> _Task directions_
Gather every line of the records below that contains the word "lentil". Letter case counts in the match.

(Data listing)
----

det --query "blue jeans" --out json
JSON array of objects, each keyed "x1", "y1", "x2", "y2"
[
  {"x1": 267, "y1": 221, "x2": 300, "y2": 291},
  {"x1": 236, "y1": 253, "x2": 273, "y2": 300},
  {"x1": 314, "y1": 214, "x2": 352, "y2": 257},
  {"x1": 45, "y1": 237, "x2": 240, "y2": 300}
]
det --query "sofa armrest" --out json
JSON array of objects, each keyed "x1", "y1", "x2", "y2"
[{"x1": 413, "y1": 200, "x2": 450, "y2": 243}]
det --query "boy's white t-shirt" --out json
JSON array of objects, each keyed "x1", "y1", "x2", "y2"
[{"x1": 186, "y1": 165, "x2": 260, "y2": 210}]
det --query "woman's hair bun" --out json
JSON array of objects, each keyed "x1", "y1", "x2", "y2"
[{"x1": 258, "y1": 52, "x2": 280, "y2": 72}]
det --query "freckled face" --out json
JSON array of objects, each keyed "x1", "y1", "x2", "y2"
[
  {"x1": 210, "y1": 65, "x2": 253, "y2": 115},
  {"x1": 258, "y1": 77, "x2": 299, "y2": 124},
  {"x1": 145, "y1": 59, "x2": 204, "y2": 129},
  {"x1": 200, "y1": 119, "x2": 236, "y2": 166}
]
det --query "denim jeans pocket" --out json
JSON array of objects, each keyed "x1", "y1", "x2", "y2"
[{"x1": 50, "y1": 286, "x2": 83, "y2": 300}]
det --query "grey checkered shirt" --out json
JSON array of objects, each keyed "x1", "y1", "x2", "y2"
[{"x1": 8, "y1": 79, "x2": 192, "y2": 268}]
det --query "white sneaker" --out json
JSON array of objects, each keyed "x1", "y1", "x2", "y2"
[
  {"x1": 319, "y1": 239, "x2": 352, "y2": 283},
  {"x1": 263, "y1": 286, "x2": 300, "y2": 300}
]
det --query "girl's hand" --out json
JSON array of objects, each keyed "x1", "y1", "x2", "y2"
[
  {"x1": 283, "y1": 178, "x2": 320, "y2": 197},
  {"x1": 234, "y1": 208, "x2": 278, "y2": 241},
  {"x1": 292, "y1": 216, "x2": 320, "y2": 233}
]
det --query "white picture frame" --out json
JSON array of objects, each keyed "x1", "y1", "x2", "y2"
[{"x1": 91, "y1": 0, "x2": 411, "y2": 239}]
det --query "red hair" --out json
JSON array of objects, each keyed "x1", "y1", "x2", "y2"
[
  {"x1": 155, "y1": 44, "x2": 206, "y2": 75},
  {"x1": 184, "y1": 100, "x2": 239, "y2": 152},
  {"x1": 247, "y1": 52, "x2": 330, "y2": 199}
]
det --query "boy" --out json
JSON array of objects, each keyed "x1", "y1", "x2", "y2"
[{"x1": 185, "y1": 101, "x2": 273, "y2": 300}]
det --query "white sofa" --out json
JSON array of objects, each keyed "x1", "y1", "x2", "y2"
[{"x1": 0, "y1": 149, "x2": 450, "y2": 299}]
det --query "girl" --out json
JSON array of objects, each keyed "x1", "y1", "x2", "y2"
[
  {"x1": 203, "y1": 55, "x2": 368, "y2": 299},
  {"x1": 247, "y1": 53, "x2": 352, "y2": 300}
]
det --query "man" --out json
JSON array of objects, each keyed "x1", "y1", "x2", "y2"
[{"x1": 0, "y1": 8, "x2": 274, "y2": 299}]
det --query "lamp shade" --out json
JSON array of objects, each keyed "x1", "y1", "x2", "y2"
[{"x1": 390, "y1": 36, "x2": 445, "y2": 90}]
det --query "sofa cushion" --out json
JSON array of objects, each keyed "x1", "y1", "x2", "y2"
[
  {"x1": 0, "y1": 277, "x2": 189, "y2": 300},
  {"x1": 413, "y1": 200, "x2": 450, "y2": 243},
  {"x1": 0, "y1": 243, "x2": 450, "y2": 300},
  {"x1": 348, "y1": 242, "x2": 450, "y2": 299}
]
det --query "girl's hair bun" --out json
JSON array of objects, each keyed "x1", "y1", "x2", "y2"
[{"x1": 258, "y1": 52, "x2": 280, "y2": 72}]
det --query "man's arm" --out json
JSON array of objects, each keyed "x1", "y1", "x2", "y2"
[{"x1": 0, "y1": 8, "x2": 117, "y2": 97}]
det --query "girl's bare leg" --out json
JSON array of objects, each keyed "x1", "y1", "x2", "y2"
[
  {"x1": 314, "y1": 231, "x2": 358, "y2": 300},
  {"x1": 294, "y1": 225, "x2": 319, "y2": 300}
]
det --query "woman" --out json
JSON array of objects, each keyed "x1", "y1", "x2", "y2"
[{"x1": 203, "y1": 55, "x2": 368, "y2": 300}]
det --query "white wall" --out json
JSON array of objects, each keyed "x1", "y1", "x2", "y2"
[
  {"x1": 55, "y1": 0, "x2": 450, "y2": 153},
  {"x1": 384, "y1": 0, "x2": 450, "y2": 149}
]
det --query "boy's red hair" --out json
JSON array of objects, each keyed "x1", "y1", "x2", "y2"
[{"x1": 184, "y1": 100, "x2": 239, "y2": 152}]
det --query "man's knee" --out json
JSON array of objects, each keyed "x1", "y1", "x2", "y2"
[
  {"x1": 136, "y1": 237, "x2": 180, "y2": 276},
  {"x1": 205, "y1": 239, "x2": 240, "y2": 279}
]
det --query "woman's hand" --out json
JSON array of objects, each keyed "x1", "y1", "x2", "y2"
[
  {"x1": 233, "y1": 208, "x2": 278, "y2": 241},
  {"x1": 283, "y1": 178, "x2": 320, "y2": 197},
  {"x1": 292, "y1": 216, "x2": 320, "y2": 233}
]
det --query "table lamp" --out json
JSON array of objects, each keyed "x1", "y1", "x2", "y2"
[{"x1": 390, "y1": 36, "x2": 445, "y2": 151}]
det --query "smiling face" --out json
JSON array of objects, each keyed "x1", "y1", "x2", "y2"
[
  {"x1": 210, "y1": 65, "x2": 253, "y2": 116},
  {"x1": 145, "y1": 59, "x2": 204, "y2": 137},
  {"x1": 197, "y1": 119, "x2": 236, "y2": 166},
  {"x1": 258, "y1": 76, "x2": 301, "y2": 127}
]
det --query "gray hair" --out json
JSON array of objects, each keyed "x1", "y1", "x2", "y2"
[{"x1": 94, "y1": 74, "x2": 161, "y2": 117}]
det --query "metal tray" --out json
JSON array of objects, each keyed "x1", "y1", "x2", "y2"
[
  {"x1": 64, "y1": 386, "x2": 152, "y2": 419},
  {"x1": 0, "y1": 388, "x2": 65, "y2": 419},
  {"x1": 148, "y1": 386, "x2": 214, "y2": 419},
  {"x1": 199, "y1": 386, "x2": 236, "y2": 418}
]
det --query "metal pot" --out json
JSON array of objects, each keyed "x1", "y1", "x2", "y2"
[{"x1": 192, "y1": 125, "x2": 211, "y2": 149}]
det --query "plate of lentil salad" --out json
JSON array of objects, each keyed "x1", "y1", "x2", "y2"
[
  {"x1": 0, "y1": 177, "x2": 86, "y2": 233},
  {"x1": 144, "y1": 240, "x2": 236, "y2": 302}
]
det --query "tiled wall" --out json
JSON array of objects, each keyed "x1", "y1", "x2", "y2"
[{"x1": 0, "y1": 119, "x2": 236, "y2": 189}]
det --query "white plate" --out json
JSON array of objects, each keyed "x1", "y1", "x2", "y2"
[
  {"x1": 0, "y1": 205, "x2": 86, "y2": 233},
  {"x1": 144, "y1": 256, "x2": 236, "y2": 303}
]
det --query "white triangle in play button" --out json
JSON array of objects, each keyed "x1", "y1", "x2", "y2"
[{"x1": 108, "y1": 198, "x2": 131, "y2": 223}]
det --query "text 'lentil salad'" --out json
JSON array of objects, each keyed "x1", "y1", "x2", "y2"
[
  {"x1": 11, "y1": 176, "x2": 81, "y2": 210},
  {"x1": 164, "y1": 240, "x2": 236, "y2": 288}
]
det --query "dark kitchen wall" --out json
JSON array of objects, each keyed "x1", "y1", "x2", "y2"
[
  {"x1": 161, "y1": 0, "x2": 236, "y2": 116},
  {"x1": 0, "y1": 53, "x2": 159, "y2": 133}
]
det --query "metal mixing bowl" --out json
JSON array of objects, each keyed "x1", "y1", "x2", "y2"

----

> _Task result_
det --query "plate of lentil salad" --out json
det --query "text 'lentil salad'" --out json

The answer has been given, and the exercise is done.